• Given text

The shift in mood has been noticeable in recent weeks. A sense of pessimism and deflation could be detected across the county after Tipperary were well beaten by Cork in the National Hurling League semi-final at the end of April, a state of affairs that wasn’t helped when Kilkenny subsequently swatted Cork aside in the final.

That was followed by wild and inaccurate rumours of Tommy Dunne being replaced as coach by Eamon O’Shea, amid reports of unrest in the camp.

However the outlook has brightened in recent weeks. Lar Corbett’s return from his self-enforced 14-week absence, hinted at in the same story that suggested a change in the coaching staff, has been confirmed and given everyone a lift, as has the return of a clutch of players including Bonnar Maher, Paul Curran and Seamus Callanan from injury.

The views emerging from within the camp have been encouraging too, which is why Tipperary should approach Sunday’s Munster Senior Hurling quarter-final against Limerick at Semple Stadium in a much better frame of mind.

The road to redemption after last year’s All-Ireland Final defeat will be a long one. First and foremost the Munster campaign looks as if it will be another minefield. The winners of this weekend’s tie will have the daunting prospect of a rejuvenated Cork waiting for them in the semi-final before a date with either Clare or Waterford in the final.

Tipp may be the holders of the provincial crown but it remains to be seen if there will be a shift of emphasis this year in an attempt to bring the team to a peak later in the year; the destruction of Waterford at Pairc Ui Chaoimh last July was the highpoint of last year.

The League campaign was patchy and disappointing, described by Padraic Maher as topsy-turvy. The defeats by Kilkenny in the opening game and the late collapse in the semi-final were particularly worrying, although it wouldn’t be the first time that the phoney war of the league served as a false barometer of a team’s championship prospects.

If anything the league put the county’s All-Ireland ambitions into perspective, with Tipp now rated as a 11/4 chance to regain the McCarthy Cup behind odds-on favourites Kilkenny.

Manager Declan Ryan, not one to ever lose the run of himself in interviews, claims that his side is more of a championship team than a league team and that the players relish the big occasion, which will be music to the ears of all Tipperary supporters.

• Entries provided
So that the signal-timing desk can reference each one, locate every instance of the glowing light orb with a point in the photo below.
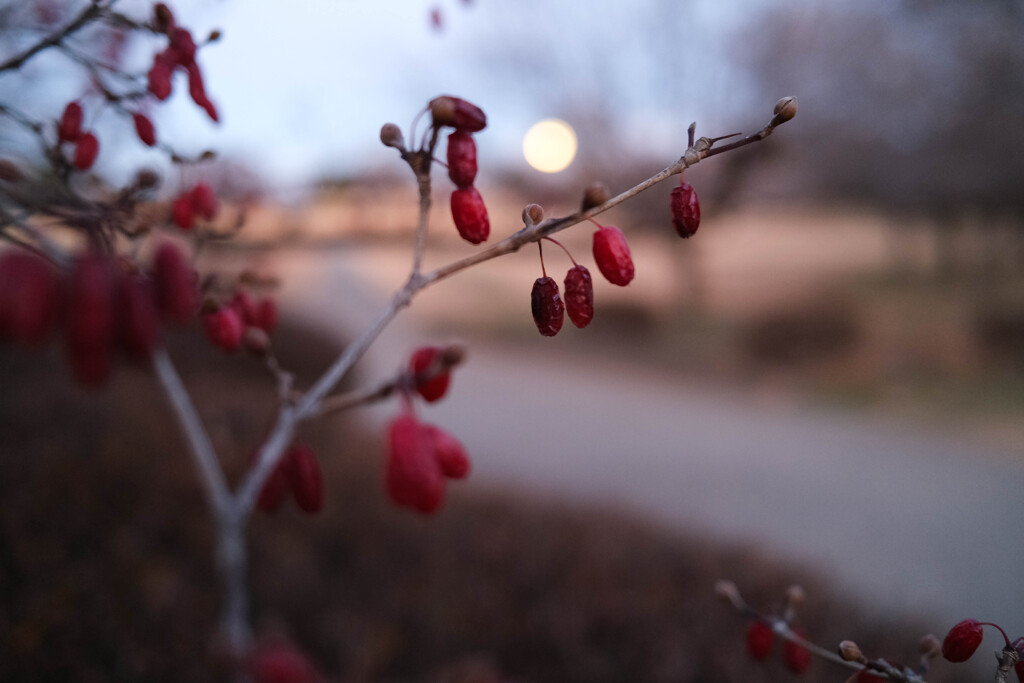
(550, 145)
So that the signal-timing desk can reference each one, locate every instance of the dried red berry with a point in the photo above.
(963, 640)
(455, 112)
(204, 201)
(160, 75)
(281, 663)
(547, 306)
(174, 282)
(685, 210)
(274, 488)
(612, 255)
(580, 296)
(305, 478)
(450, 453)
(760, 639)
(86, 152)
(797, 657)
(223, 328)
(70, 128)
(30, 297)
(138, 324)
(144, 128)
(90, 318)
(470, 215)
(462, 159)
(414, 477)
(422, 358)
(183, 212)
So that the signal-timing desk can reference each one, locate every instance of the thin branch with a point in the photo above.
(211, 475)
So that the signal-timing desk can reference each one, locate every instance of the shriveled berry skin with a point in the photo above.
(455, 112)
(70, 127)
(462, 159)
(612, 256)
(797, 657)
(547, 306)
(963, 640)
(450, 453)
(138, 323)
(435, 388)
(413, 476)
(174, 282)
(90, 318)
(144, 129)
(685, 210)
(305, 478)
(580, 296)
(760, 639)
(86, 152)
(470, 215)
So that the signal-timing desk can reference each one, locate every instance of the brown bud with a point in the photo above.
(596, 194)
(929, 646)
(785, 109)
(9, 172)
(391, 136)
(850, 651)
(532, 214)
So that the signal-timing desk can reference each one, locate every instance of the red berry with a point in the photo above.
(414, 477)
(90, 318)
(547, 306)
(160, 75)
(183, 213)
(963, 640)
(435, 388)
(182, 46)
(462, 159)
(450, 453)
(612, 255)
(305, 478)
(138, 324)
(281, 663)
(70, 128)
(204, 202)
(30, 297)
(470, 215)
(143, 127)
(223, 328)
(174, 282)
(797, 657)
(455, 112)
(760, 639)
(685, 210)
(274, 488)
(580, 296)
(86, 152)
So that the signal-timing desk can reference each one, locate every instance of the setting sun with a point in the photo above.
(550, 145)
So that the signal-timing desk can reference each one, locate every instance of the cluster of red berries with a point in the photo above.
(468, 211)
(180, 53)
(228, 327)
(200, 202)
(70, 130)
(613, 261)
(104, 305)
(421, 457)
(963, 641)
(761, 640)
(298, 472)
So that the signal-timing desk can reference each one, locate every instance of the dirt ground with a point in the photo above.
(105, 566)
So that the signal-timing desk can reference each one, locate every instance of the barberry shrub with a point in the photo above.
(111, 282)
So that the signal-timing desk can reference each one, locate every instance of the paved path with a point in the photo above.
(905, 521)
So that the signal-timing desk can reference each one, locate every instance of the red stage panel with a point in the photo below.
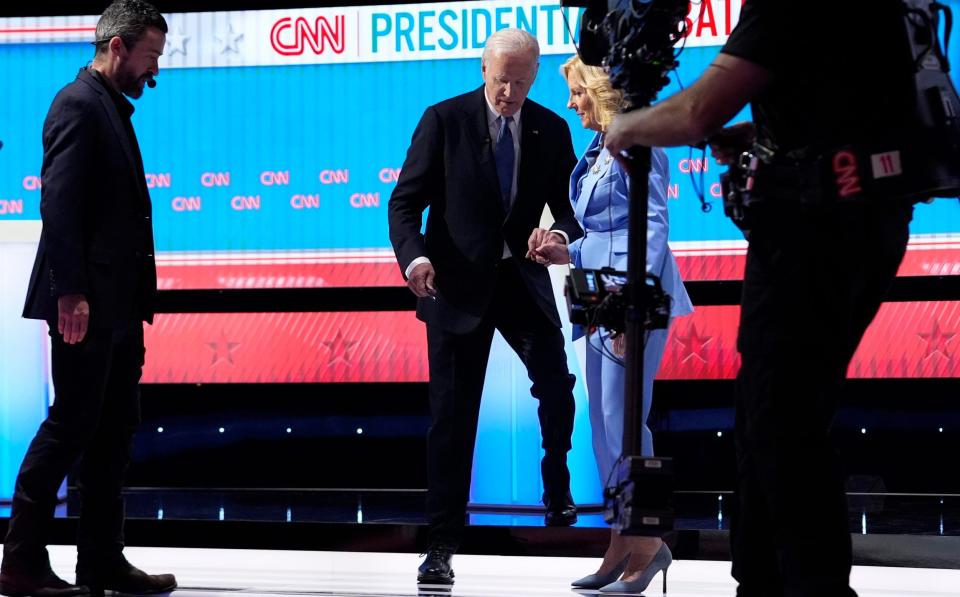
(378, 268)
(920, 339)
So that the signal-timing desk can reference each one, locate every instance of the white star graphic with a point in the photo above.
(177, 43)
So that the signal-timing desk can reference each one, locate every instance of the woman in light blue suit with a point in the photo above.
(599, 190)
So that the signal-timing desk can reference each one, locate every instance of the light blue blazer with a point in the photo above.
(600, 192)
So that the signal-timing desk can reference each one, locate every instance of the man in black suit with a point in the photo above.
(485, 163)
(94, 282)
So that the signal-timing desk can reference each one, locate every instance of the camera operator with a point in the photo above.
(819, 76)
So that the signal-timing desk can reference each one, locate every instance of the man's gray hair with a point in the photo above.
(511, 41)
(128, 20)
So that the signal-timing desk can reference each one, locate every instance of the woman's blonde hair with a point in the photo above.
(606, 100)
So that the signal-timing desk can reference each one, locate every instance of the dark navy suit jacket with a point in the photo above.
(97, 237)
(450, 168)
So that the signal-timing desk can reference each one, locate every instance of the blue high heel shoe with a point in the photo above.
(595, 581)
(660, 562)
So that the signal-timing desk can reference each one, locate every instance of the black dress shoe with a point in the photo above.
(44, 584)
(561, 512)
(125, 578)
(436, 568)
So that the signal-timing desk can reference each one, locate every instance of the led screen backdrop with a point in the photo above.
(274, 138)
(272, 143)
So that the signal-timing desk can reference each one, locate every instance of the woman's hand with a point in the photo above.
(619, 344)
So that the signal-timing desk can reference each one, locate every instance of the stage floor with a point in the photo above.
(230, 572)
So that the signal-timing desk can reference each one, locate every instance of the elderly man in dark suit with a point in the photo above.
(94, 282)
(486, 163)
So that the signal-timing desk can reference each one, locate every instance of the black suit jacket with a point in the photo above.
(97, 237)
(450, 168)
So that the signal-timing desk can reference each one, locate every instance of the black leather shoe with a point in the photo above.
(44, 584)
(436, 568)
(561, 512)
(125, 578)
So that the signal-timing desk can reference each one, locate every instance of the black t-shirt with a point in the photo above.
(840, 71)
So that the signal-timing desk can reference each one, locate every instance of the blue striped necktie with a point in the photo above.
(505, 157)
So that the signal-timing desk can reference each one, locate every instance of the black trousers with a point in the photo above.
(95, 413)
(815, 277)
(458, 364)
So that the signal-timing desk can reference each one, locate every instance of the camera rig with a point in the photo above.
(634, 41)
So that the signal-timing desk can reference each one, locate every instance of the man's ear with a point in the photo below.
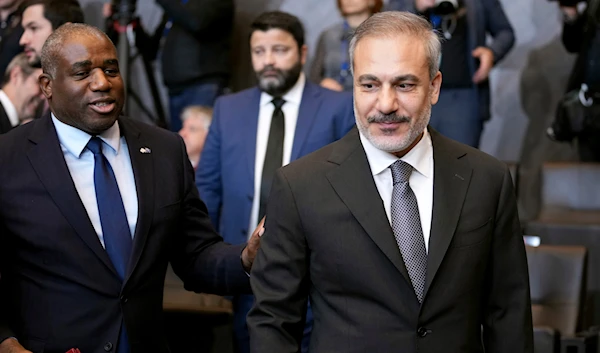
(46, 85)
(15, 73)
(303, 54)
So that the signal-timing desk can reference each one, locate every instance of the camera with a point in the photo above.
(568, 3)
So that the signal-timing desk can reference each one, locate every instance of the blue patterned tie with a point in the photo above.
(406, 223)
(115, 228)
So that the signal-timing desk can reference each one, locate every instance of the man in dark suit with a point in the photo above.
(10, 32)
(92, 208)
(404, 239)
(257, 130)
(20, 93)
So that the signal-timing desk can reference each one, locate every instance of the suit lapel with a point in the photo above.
(249, 123)
(354, 184)
(143, 172)
(452, 175)
(48, 161)
(309, 106)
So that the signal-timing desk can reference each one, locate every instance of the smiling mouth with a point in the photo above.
(103, 107)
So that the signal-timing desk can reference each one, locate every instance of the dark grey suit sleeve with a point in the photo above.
(279, 276)
(507, 323)
(199, 256)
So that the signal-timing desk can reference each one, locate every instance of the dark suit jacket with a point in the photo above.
(59, 288)
(483, 17)
(327, 236)
(225, 176)
(5, 125)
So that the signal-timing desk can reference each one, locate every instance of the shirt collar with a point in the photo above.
(9, 108)
(294, 95)
(418, 157)
(75, 140)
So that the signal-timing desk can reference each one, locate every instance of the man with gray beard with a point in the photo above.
(256, 131)
(402, 239)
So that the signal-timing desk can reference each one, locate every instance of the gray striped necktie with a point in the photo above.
(406, 223)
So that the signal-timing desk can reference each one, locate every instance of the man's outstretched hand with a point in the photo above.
(251, 249)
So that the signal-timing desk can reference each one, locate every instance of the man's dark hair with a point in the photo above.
(57, 12)
(279, 20)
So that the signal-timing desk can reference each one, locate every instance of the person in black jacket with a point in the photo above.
(10, 32)
(581, 34)
(195, 59)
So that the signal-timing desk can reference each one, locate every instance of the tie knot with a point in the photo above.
(401, 171)
(278, 102)
(95, 145)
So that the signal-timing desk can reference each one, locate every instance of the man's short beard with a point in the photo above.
(282, 83)
(36, 61)
(392, 143)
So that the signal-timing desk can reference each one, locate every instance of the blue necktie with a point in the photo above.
(115, 228)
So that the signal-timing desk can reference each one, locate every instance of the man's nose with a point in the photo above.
(24, 39)
(387, 101)
(99, 81)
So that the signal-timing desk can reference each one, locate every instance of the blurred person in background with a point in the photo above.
(256, 131)
(331, 64)
(20, 94)
(40, 18)
(466, 60)
(578, 114)
(195, 56)
(196, 122)
(10, 32)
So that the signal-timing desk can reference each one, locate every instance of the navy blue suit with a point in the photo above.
(60, 289)
(225, 175)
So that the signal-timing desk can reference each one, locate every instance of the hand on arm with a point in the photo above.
(251, 249)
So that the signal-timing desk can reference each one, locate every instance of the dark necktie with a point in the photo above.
(115, 228)
(406, 223)
(273, 156)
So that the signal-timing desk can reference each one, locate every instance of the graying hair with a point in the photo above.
(203, 112)
(393, 23)
(54, 43)
(20, 61)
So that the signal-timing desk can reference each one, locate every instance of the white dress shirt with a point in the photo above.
(9, 108)
(80, 162)
(290, 111)
(420, 157)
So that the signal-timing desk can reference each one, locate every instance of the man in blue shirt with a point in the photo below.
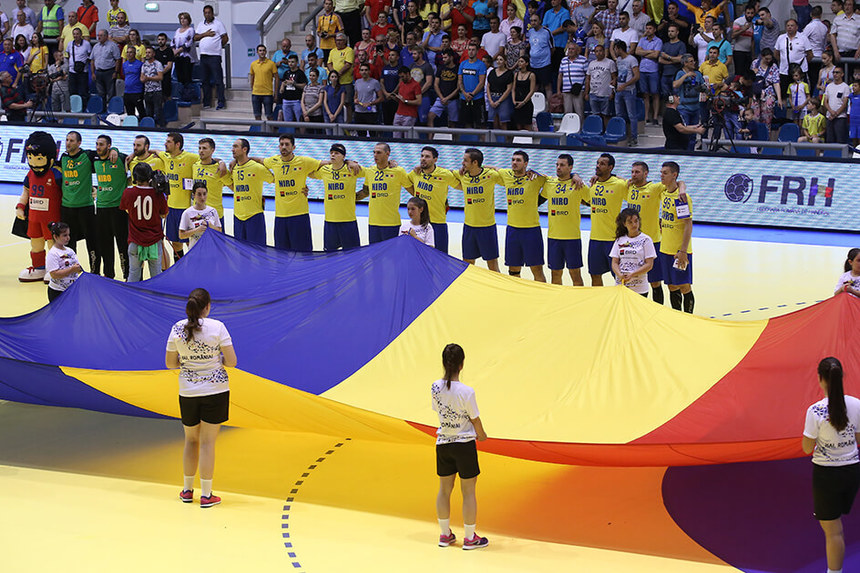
(471, 77)
(540, 42)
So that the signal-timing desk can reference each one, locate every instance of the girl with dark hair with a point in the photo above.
(419, 224)
(850, 280)
(201, 347)
(633, 253)
(830, 435)
(61, 262)
(456, 452)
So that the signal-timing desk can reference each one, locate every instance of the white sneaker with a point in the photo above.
(32, 275)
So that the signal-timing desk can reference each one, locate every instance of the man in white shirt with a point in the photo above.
(212, 36)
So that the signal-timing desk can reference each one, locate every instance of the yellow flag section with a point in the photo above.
(550, 363)
(254, 403)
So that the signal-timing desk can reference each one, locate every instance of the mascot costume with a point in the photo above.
(42, 197)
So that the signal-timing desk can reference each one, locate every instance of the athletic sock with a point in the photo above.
(689, 302)
(676, 299)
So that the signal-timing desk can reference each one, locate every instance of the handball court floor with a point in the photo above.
(86, 491)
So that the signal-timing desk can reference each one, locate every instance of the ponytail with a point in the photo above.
(852, 254)
(198, 300)
(452, 361)
(830, 370)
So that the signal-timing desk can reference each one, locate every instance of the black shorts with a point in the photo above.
(212, 409)
(834, 489)
(457, 458)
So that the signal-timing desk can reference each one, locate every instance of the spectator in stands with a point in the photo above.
(624, 33)
(671, 58)
(770, 29)
(79, 57)
(133, 97)
(601, 77)
(184, 52)
(212, 37)
(625, 94)
(105, 65)
(313, 98)
(571, 80)
(649, 49)
(540, 52)
(263, 77)
(151, 74)
(836, 103)
(409, 98)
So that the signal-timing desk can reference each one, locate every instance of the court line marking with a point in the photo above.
(285, 516)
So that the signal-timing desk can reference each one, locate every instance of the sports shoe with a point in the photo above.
(209, 501)
(476, 542)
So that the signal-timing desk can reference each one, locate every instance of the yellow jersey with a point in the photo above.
(480, 197)
(433, 188)
(606, 198)
(672, 226)
(563, 200)
(384, 186)
(290, 179)
(214, 184)
(646, 200)
(180, 173)
(338, 192)
(248, 180)
(522, 198)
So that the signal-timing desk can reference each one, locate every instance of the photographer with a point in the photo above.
(146, 204)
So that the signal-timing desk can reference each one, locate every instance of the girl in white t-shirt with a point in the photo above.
(633, 253)
(850, 280)
(61, 263)
(201, 347)
(199, 217)
(456, 452)
(830, 435)
(419, 224)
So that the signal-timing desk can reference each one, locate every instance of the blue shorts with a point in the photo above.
(673, 276)
(599, 261)
(340, 236)
(649, 82)
(252, 230)
(480, 242)
(655, 275)
(523, 247)
(440, 233)
(293, 233)
(453, 108)
(171, 225)
(562, 253)
(379, 233)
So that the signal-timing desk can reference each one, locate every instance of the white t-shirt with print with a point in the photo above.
(847, 278)
(201, 372)
(632, 255)
(57, 259)
(833, 448)
(424, 234)
(457, 408)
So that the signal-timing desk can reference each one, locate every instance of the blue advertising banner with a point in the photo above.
(729, 189)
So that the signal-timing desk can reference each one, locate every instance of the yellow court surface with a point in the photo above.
(89, 491)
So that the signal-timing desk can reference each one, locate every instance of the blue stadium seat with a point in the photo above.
(616, 130)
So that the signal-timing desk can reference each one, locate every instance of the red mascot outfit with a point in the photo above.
(43, 194)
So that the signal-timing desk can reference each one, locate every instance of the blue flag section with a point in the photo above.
(305, 320)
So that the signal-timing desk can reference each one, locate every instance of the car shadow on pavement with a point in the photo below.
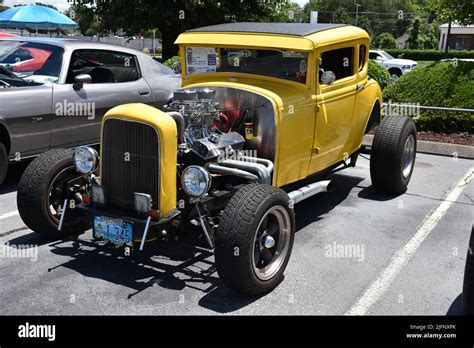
(314, 209)
(370, 194)
(15, 171)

• Instructions
1. Answer these questions using the article on Tipperary hurling.
(a) Which team beat Tipperary in the National Hurling League semi-final?
(b) How many weeks did Lar Corbett's absence last?
(c) What odds is Tipperary given to regain the McCarthy Cup?
2. Write the next few paragraphs of the article on Tipperary hurling, starting after its final sentence.
The entries come from a different source than the text about Tipperary hurling.

• Outputs for the tasks
1.
(a) Cork
(b) 14 weeks
(c) 11/4

2.
The manager has been buoyed by Lar Corbett’s return and county is rightly basking in the feelgood factor that his decision to re-commit to the panel generated. The departure and subsequent return may heap a considerable burden of expectation on his shoulders in time to come, particularly if can’t re-capture his best form and if others in the forward line don’t step up to the mark, but for now it can only be good news.

When the announcement was made selector Michael Gleeson said the Limerick game would be too soon for the Sarsfields player to appear against Limerick. And while Declan Ryan in a subsequent interview wasn’t as emphatic of clear when questioned about his availability for Semple Stadium on Sunday, it would come as a major surprise if he was to play any part in the game.

All the talk in the last fortnight has centred around Corbett. As much as the team has missed his artistry and ability, the industry of Bonnar Maher, who missed all of the league through injury, has been a comparable loss.

His recovery in time for the championship will inject more badly-needed aggression into the team and increase the options in attack, as will the return of the silken touches of Seamus Callanan. The knee injury sustained in a club game by captain Paul Curran has also healed and he’s expected to occupy his customary full-back role, allowing Padraic Maher to enjoy the freedom of the half back line.

While suggestions of a change in Tipp’s backroom team may have been wide of the mark there was upheaval in Limerick’s management, with selector and former great Ciaran Carey departing amid claims that the team’s fitness hadn’t reached the desired levels.

On Sunday manager John Allen will be without Seamus Hickey, who broke a bone in his arm playing for Murroe-Boher and who will be a huge loss, according to his manager.

Limerick’s league campaign was as disappointing as Tipperary’s, a two-points defeat by Clare in the Division 1B final condemning them to another season in the lower tier.

Limerick were 6 points ahead twice in the first half and stretched that advantage to 8 ten minutes into the second half, only to fade away as the game entered its crucial phase.

They’re building for the future and with players of the calibre Paul Browne, Graeme Mulcahy and Shane Dowling in their ranks they’re not facing that future without hope.

However this game against a much more experienced outfit comes too early in their development and they look destined for a run in the qualifiers. Tipp should win with about a half a dozen points to spare.